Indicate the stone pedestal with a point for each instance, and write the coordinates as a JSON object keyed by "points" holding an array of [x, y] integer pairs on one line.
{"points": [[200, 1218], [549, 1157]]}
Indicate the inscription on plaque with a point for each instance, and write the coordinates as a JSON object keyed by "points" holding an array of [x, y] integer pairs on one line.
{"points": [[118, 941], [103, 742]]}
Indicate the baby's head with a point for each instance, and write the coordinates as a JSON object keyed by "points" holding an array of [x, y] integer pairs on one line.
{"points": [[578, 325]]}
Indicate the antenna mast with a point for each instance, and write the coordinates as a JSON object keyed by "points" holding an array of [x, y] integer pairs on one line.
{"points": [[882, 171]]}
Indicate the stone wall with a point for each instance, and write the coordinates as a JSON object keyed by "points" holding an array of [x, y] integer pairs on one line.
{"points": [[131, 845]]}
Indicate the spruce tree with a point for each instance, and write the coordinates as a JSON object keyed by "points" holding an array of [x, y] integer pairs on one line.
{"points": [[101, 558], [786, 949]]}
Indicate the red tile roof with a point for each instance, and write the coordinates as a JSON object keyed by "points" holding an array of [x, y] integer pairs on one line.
......
▸ **What this task involves**: The records are to be retyped exactly. No line may be skipped.

▸ **Solution**:
Indicate the stone pedestal with a point for each instance, and write the coordinates as a JSON object keyed by "points" holding an array of [x, y] integer pairs on one line.
{"points": [[200, 1218], [549, 1157]]}
Indicate the inscription on plaque with a point for each instance, and write the coordinates as a JSON object keyed by "points" holding an array of [x, y] integer pairs on one line.
{"points": [[118, 941], [103, 742]]}
Indicate the baby's head with a point for each instance, and write the coordinates as a JSON object keyed by "points" holding an array of [x, y] integer pairs on one line.
{"points": [[578, 325]]}
Indicate the antenna mast with a point for each instance, and write the coordinates as a JSON object keyed by "points" holding an array of [x, y] integer pairs on one line.
{"points": [[882, 171]]}
Indicate the stone wall with a point for each instance, and write the coordinates as a JSON object keyed by "points" holding an array of [x, y] integer pairs on one line.
{"points": [[131, 845]]}
Indicate the spruce tree with a point for each instance, and write the coordinates as a JSON object keyed by "points" holding an array of [x, y] integer pairs on one line.
{"points": [[101, 558], [786, 949]]}
Indicate the red tile roof with a point for each instance, and write the coordinates as a JSON object keyed by "points" holding an array of [x, y] integer pairs on one line.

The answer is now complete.